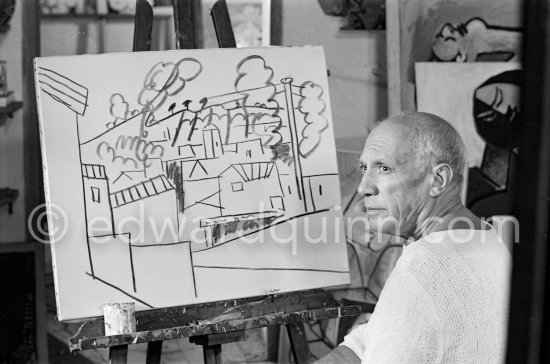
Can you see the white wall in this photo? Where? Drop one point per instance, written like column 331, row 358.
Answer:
column 357, row 96
column 12, row 227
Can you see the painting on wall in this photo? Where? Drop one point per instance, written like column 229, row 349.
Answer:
column 484, row 108
column 220, row 175
column 451, row 31
column 250, row 20
column 94, row 7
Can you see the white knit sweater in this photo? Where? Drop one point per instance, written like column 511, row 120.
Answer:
column 445, row 302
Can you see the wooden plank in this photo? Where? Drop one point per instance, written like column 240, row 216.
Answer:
column 187, row 21
column 298, row 343
column 143, row 26
column 273, row 334
column 154, row 350
column 218, row 339
column 222, row 310
column 222, row 25
column 393, row 42
column 118, row 354
column 276, row 23
column 212, row 354
column 34, row 183
column 83, row 342
column 529, row 309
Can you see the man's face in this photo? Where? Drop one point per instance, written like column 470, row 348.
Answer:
column 395, row 187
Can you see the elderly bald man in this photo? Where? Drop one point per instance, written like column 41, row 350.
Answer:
column 446, row 299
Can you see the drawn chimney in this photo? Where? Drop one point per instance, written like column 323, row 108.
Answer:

▶ **TASK TO CARRY OUT**: Rewrite every line of the items above as a numbered list, skipping blank lines and leaving out the pictures.

▶ **COMPLETE RESPONSE**:
1. Can you see the white wall in this photo? Where? Drop one point per instance, written like column 331, row 358.
2. Answer:
3. column 357, row 96
4. column 12, row 227
5. Can you see the painting on wall in this photo? Where? Drop one point per instance, written like column 229, row 349.
6. Answer:
7. column 484, row 108
8. column 220, row 175
9. column 451, row 31
10. column 250, row 20
11. column 94, row 7
12. Can you see the white knit sweater in this photo? Where? Drop one point per instance, written like column 511, row 120.
13. Answer:
14. column 445, row 302
15. Can you see the wooden plank in this photo? Where? Drop one point per instance, written like column 240, row 216.
16. Answer:
17. column 187, row 21
18. column 298, row 343
19. column 143, row 26
20. column 273, row 334
21. column 154, row 350
22. column 218, row 339
23. column 222, row 310
24. column 222, row 25
25. column 393, row 42
26. column 118, row 354
27. column 276, row 23
28. column 212, row 354
29. column 34, row 183
30. column 83, row 342
31. column 529, row 309
32. Can you see the man's face in this photo? Where? Drop one point per instance, written like column 470, row 348.
33. Answer:
34. column 395, row 187
35. Can you see the elderly bald man in this photo? Where? Drop one point per instance, written like column 41, row 350.
36. Answer:
37. column 446, row 299
38. Can you see the drawn chimney in this photo? Where? Drop one point per instance, written like column 323, row 108.
39. Answer:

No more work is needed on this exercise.